Work request 1:
Reproduce the Kenneth Clarke interview from "Clarke:  Well I’m" through "the wrong newspapers.", starting at the first and ending at the second, and substitute "tabloids" for "newspapers".
Work request 2:
In the Kenneth Clarke interview, which two figures does Clarke say should not be arguing in public?

Text for analysis:
-----

Clarke:  Well I’m sorry I have read some of the papers; I haven’t caught up on that particular story.  My mind doesn’t always turn to the more racy law and order stuff.  I obviously got the wrong newspapers.

Boulton: Well what do you think; do you think there are too many geriatric murderers?

Clarke:  I think there are some murderers who should never be released but I think the judges accept that there are people who have demonstrated they are so dangerous that certainly until they’re very elderly and plainly beyond danger they should not be released.  I think the system of recommending minimum sentences is a very good one, I do think the Home Office should rarely, if ever, depart from the minimum sentence that the judge recommends at the end of which people start judging whether someone still represents a danger to the public.  We don’t let people out in this country who still represent a danger to the public and we shouldn’t.  I do think ministers should stop changing the law to try to restrict the discretion of judges.  It is silly to have automatic rules about these things when you have a judge who sits and listens to a considerable amount of the evidence in the individual case.  What I don’t think we should do is just, any politician should not just whip up fears amongst the public that somehow sentences have become too light or we’re exposing people to unnecessary risk.  I think the judges do nowadays impose longer sentences than any judges did in the past.  We have a huge prison population that’s too big.  That prison population should contain those people who are serious criminals and it should contain people who are a serious danger, including some of them for their natural life, but this is on individual cases.  Sorry I’m not up to speed on whatever argument of principle has apparently broken out in the Lord Chancellor’s and the Lord Chief Justice, neither of whom should actually be arguing in public in my opinion.

Boulton:  Thank you very much indeed for joining us this Sunday Live, Kenneth Clarke.

-----

Data block:
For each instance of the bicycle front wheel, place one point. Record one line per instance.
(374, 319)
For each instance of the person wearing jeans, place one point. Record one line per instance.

-----

Response box 1:
Clarke:  Well I’m sorry I have read some of the papers; I haven’t caught up on that particular story.  My mind doesn’t always turn to the more racy law and order stuff.  I obviously got the wrong tabloids.

Response box 2:
The Lord Chancellor and the Lord Chief Justice.